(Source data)
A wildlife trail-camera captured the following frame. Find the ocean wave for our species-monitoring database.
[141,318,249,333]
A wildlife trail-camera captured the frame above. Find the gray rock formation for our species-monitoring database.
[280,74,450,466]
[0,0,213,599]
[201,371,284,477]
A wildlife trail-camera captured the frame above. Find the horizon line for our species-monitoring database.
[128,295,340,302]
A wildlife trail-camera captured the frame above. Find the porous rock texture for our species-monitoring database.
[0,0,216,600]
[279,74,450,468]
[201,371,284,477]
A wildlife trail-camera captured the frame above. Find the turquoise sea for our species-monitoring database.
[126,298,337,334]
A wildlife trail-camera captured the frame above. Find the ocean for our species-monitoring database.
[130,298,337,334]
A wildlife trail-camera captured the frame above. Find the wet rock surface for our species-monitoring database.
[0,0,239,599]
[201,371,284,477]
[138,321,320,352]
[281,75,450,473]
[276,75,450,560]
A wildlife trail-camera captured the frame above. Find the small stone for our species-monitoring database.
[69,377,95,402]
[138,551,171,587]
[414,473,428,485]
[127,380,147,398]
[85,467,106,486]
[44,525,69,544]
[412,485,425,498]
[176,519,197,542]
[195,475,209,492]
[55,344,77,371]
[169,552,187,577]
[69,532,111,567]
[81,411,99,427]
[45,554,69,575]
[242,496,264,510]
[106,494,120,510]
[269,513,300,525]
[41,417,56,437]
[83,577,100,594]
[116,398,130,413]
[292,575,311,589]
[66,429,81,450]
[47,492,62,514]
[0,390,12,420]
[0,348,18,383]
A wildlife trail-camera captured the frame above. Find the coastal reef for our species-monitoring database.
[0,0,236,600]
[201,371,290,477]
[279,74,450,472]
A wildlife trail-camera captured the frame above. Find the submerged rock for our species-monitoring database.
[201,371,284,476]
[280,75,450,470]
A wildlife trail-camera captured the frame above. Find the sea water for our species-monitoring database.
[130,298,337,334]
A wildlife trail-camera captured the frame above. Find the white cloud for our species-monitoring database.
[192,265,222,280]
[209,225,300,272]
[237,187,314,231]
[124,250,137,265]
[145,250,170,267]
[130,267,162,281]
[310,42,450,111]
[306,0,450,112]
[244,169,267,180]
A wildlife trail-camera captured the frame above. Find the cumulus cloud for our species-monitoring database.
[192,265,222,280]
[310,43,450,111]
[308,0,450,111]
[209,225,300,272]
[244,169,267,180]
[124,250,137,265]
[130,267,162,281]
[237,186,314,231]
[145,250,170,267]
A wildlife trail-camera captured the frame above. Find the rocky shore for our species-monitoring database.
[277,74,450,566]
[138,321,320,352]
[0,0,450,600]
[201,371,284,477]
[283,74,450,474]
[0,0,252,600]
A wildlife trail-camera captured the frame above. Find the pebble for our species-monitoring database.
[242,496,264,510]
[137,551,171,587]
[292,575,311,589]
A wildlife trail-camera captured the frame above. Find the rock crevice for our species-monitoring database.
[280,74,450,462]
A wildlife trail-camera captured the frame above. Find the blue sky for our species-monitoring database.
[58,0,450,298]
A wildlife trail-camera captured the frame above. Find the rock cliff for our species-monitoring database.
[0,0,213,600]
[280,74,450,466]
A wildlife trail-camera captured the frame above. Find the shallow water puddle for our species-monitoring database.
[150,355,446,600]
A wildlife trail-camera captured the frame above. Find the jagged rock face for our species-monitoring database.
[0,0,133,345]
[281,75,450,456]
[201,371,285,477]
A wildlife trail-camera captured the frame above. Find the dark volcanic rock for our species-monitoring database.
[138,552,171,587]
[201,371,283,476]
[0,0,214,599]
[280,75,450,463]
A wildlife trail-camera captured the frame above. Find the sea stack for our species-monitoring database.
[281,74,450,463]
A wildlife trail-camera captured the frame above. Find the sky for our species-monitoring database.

- **TASK GOAL**: Locate each line in the records above that contains the string "ocean". Copy every one of those lines.

- **SOLUTION TO THE PROBLEM**:
A wildlife trail-camera captured the following frame. Find the ocean wave for our species-monitoring database.
A wildlife trail-camera captured the frame above. Find the ocean for our species-monitoring database.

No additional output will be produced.